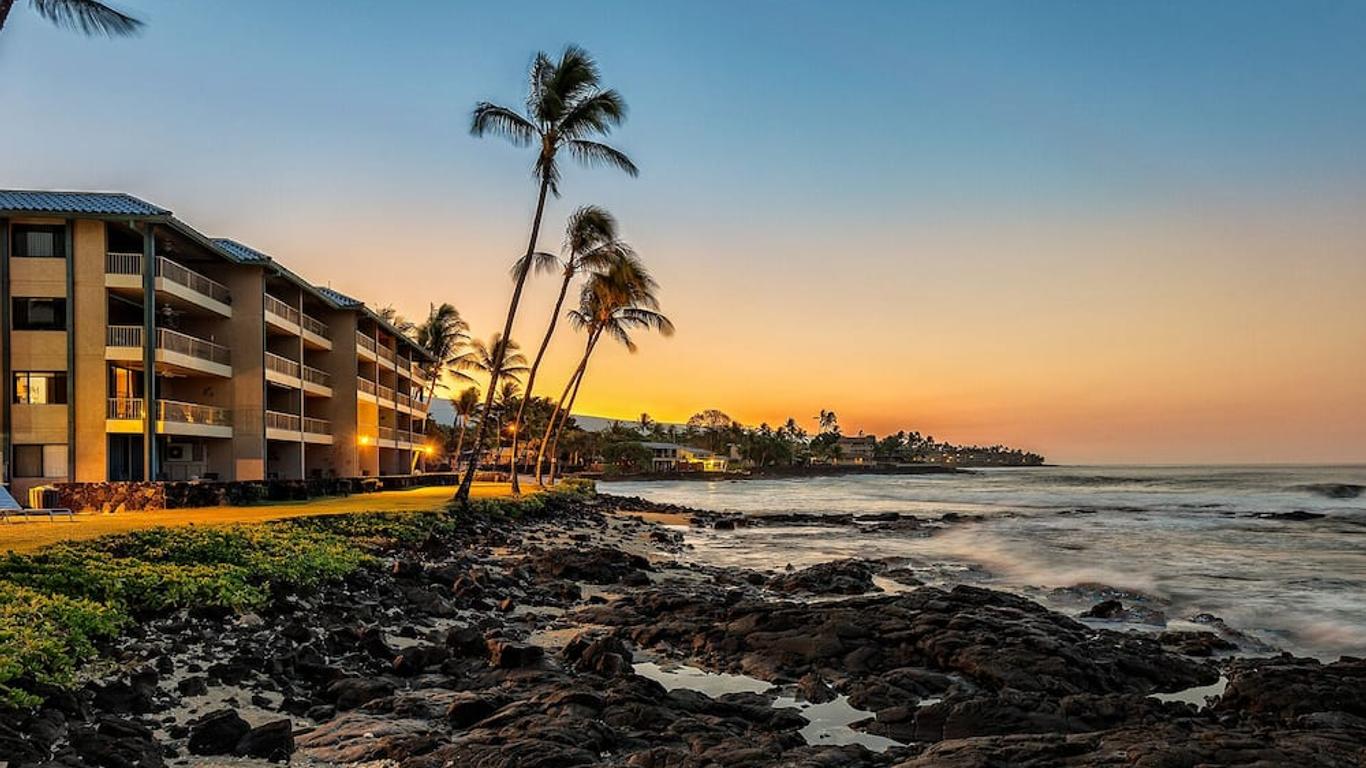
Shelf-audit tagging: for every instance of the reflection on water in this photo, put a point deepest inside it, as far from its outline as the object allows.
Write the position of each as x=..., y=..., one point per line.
x=1189, y=539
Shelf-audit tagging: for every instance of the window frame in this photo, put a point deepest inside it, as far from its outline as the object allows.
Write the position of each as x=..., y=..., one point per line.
x=52, y=387
x=19, y=243
x=19, y=319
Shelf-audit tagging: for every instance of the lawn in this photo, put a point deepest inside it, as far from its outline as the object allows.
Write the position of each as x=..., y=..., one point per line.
x=40, y=532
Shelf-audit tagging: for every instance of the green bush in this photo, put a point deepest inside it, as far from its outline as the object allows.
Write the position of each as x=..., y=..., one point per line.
x=43, y=637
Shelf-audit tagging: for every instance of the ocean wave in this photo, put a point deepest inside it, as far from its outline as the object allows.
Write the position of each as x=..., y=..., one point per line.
x=1333, y=489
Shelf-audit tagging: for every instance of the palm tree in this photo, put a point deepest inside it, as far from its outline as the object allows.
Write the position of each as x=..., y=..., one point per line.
x=88, y=17
x=567, y=110
x=592, y=245
x=443, y=335
x=466, y=406
x=612, y=304
x=485, y=358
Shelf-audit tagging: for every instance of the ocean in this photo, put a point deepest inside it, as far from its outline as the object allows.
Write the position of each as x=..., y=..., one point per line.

* * * * * * * * *

- **What you have to do**:
Please copy the records above word for word, leaving out the pictures.

- **The completed task**:
Shelf-audit tagging: for every instance of the reflection on water in this photo, put a point deepest inside it, as far from its outline as the object allows.
Write the position of each as x=..., y=..., one point per line.
x=1189, y=539
Shelf-audit tagging: for every instance of the window frame in this photo, put a point deepest inside it, as far from its outline as the object allows.
Write the position of each as x=..., y=..., one point per line.
x=52, y=387
x=19, y=243
x=19, y=319
Shelf-audit tagging: for every instance of the lawn in this photo, put a point deepest inside it, as far from its outline as the object allows.
Write the position of each as x=..., y=..., one point per line.
x=40, y=532
Shelf-audit tagging: for every instance of the green bush in this photo, put a point deepest inside it, as far from its outline as the object allows.
Write the position of each as x=..., y=..., one point per line.
x=43, y=637
Shelf-audit tagging: for every instance of the ocean wave in this photo, put a point deepest inside it, as far from its outline as the object allows.
Write the position of each as x=..., y=..., one point per line.
x=1333, y=489
Shelf-audit tagging: for every instance of the palm tree in this photo, put a point deepest inside it, as far from its outline as the object allows.
Write the position of each as x=..., y=..., one point per line.
x=88, y=17
x=567, y=110
x=592, y=245
x=443, y=335
x=466, y=406
x=612, y=304
x=485, y=358
Shelf-audit tagging: for every instance of the ocean in this photo, put a point deepest inside it, as far from its outline as the object allows.
Write the position of each as x=..., y=..., one point per line.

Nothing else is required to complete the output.